____ ИСХОДНЫЙ ТЕКСТ
Это случилось как раз на гастролях с Таней Васильевой и Сашей Феклистовым. Мы играли спектакль по пьесе Петра Гладилина «Ботинки на толстой подошве». И, играя, я вдруг понял, что теряю сознание, падаю, падаю, падаю, падаю. И Таня понимает, что что-то происходит непоправимое, и оттаскивает меня за сцену. И падаю я, значит, на сцену, меня оттаскивают, но я поднимаюсь и кричу: «Таня, куда ты тащишь меня, я еще монолог недосказал…» А она: «Тебе уже не надо играть». И Таня просто тащила меня за волосы. Меня тут же посадили в машину и увезли.
Это был обширный инфаркт передней стенки. А через полчаса, когда меня положили на операционный стол, случился второй обширный инфаркт, но уже задней стенки. Сердце разорвалось просто. И когда они начали делать стентирование, то есть расширять сосуды, то оторвался тромб. Он дошел до основания сердца, и я умер.
________
*УСЛОВИЕ ЗАДАНИЯ:* Продолжите воспоминания об инфаркте, случившемся во время спектакля, начав сразу после последнего предложения текста. Данные для этого задания не нужны.
____ ИСХОДНЫЕ ДАННЫЕ
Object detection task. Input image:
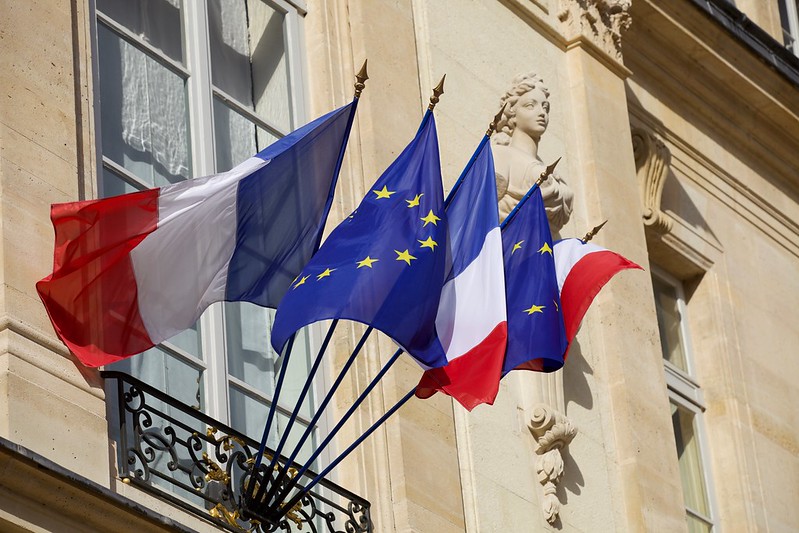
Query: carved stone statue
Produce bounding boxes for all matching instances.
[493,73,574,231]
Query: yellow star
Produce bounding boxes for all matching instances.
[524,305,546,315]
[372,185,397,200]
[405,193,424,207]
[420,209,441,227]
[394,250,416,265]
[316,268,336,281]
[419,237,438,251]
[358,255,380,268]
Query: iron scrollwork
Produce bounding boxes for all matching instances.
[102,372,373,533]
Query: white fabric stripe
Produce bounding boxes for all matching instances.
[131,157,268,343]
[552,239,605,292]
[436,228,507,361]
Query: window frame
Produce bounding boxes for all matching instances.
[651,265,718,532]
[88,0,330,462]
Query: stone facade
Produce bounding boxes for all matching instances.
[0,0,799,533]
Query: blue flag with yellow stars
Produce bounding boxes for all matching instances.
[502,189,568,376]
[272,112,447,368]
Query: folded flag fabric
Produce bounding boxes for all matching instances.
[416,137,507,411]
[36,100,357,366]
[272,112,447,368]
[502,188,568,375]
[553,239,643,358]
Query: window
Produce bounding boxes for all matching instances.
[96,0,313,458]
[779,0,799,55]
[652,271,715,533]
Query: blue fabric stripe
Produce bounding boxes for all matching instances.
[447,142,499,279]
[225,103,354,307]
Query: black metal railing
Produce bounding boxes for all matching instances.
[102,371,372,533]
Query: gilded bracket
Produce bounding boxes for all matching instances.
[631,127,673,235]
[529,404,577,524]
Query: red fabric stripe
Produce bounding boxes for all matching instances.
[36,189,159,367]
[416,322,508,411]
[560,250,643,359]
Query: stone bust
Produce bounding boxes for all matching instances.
________
____ ИСХОДНЫЕ ДАННЫЕ
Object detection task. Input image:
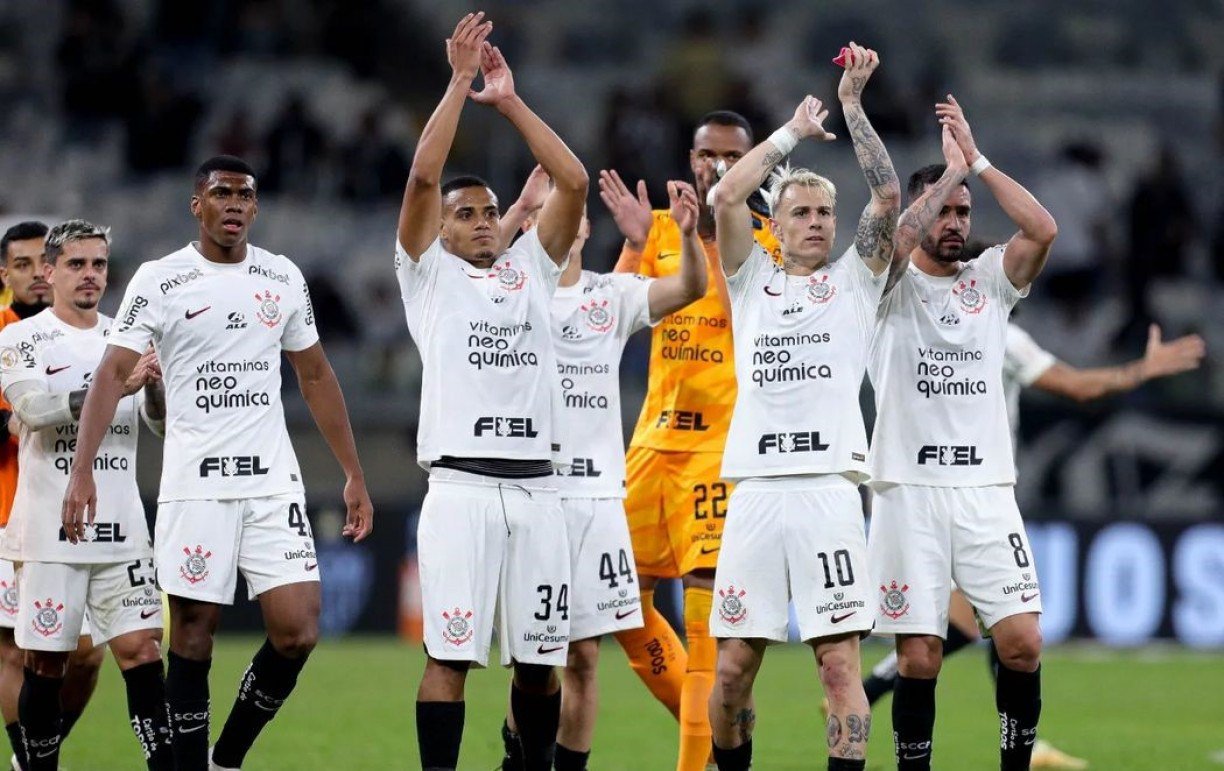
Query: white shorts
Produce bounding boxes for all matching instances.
________
____ ИСХОДНЫЕ ДАННЫЕ
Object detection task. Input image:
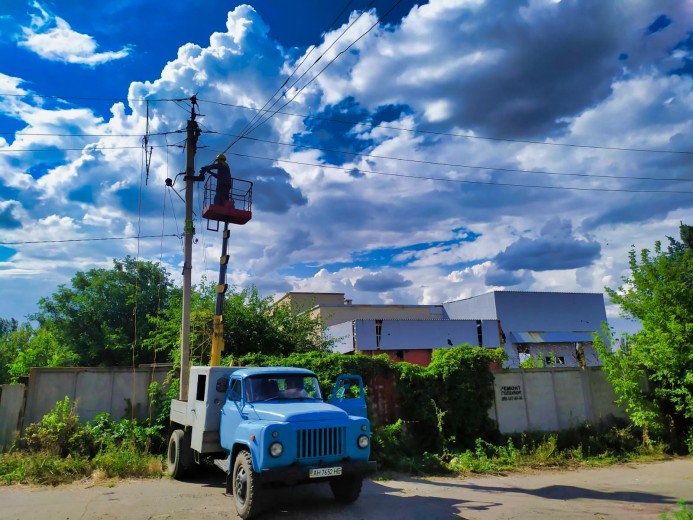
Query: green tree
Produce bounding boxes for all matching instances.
________
*РЕЗУЛЬТАТ ВЫПОЛНЕНИЯ:*
Если бы он вошел в само сердце, то я умер бы бесповоротно. Я перестал дышать, но врачи начали заводить мое сердце. И этими «утюгами» они меня заводили три или четыре раза. И в конце концов на третьей минуте я открыл глаза, к удивлению врачей. Они поняли, что произошло что-то невероятное. Один инфаркт должен был унести мою жизнь, следом второй, да еще и тромб. И вдруг я открываю глаза и говорю: «А в чем дело?» Как ни в чем не бывало, с разорванным сердцем… Очень искусительный момент рассказать какую-то красивую историю, вроде рассказов тех, кто пережил это. Я так хотел, чтобы был этот опыт. Мне так хотелось бы тоннель, чтобы архангелы пришли. Ничего этого не было. Мне так было обидно, что я умираю, а ничего рассказать толком не могу. Но скажу о самом главном, может быть, об этом мало кто говорит, потому что это трудно описать, – это напоминает любовь. Мы занимаемся поисками этого чувства, которое я пережил там. Мы ищем каждую секунду своей жизни и не находим, а там его океан, просто океан. Он обнимает, он живой. Самое потрясающее, что боли нет, и я вспомнил Экклезиаста – там есть замечательные слова: «И боли не будет, ибо она уже была». И вот я пережил этот момент с каким-то удивительным счастьем любви и что боли уже больше никогда не будет. Вообще жизнь – это сплошная боль – и физическая, и моральная, какая хотите. А там ее не будет, вот что я вам обещаю.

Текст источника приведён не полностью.